[[ Document section, beginning ]]

And then Harold Holt vanished before their eyes.
Who Took Harold Holt?: The Chinese Submarine Conspiracy
There’s nothing particularly odd about the circumstances of Harold Holt’s disappearance. He was an old man swimming in treacherous waters. If anything, the fact that he didn’t disappear sooner in the water is the real mystery here, as well as a testament to his athleticism.
But Occam’s Razor never stopped conspiracy theorists.
Rumors began to spread that claimed Prime Minister Holt was on drugs when he went out for a swim, hence his incapacitation.
Others claimed that Holt was a homosexual who felt guilty and decided to commit suicide by drowning, a claim that’s at odds with his behavior just hours prior. Harold Holt was making plans and joking about finding a new friend in his granddaughter just before his seeming death.
People also turned Holt’s tolerance of non-whites in Australia against him by claiming that he was a member of an Asian crime syndicate.
But the weirdest claim came nearly two decades later when Anthony Grey published a book entitled The Prime Minister Was a Spy in 1983. As the title suggests, Grey, a former Reuters correspondent who was imprisoned by the Chinese government for two years, claimed that Prime Minister Harold Holt was a spy.
And not just any spy. Grey said that Holt was a spy for the Chinese government.
Grey also made additional wild, unsubstantiated claims about Holt writing pro-China articles while he was a student at the University of Melbourne; that Holt was reporting directly to Chiang Kai-shek; that Holt was sending government documents to China; and that he faked his own death to avoid being taken in by the Australian Security Intelligence Organisation.

[[ Document section, end ]]

Questions:
1/ According to the Harold Holt excerpt, in what year did Anthony Grey publish The Prime Minister Was a Spy?
2/ Retype the stretch of the Harold Holt excerpt from "But Occam’s Razor" through "Holt was a spy.".

[[ Data under study, beginning ]]

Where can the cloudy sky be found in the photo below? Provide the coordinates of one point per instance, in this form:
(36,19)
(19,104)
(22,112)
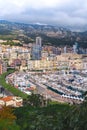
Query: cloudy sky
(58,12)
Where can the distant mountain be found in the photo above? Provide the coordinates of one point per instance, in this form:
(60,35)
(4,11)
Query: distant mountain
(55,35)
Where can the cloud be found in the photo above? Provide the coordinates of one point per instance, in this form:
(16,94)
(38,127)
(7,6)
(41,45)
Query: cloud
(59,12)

[[ Data under study, end ]]
[[ Data under study, beginning ]]

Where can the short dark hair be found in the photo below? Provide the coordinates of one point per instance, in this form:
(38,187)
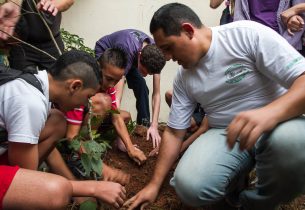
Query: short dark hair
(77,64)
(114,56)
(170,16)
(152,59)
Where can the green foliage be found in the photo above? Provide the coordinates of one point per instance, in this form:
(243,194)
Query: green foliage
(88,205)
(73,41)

[[ Data under study, end ]]
[[ Data under study, beginning ]]

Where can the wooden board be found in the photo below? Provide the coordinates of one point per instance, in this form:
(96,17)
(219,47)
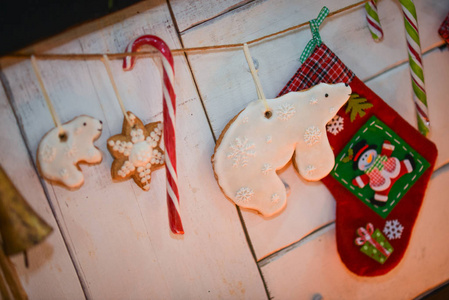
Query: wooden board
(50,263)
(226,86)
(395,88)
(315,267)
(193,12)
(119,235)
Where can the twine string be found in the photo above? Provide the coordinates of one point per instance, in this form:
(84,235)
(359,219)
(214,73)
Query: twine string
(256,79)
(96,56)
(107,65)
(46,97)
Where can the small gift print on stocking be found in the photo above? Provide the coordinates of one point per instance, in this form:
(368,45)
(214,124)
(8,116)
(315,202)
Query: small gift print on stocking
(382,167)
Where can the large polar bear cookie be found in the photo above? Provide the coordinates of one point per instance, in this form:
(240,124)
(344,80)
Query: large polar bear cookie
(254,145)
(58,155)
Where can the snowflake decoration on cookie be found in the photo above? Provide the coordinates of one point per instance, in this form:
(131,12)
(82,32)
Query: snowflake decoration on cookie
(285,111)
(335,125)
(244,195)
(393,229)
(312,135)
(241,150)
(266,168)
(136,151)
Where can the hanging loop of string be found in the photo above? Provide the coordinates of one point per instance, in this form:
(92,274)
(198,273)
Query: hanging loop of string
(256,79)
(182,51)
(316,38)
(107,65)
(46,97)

[[ Data under study, end ]]

Responses by task:
1/ 1983

2/
But Occam’s Razor never stopped conspiracy theorists.
Rumors began to spread that claimed Prime Minister Holt was on drugs when he went out for a swim, hence his incapacitation.
Others claimed that Holt was a homosexual who felt guilty and decided to commit suicide by drowning, a claim that’s at odds with his behavior just hours prior. Harold Holt was making plans and joking about finding a new friend in his granddaughter just before his seeming death.
People also turned Holt’s tolerance of non-whites in Australia against him by claiming that he was a member of an Asian crime syndicate.
But the weirdest claim came nearly two decades later when Anthony Grey published a book entitled The Prime Minister Was a Spy in 1983. As the title suggests, Grey, a former Reuters correspondent who was imprisoned by the Chinese government for two years, claimed that Prime Minister Harold Holt was a spy.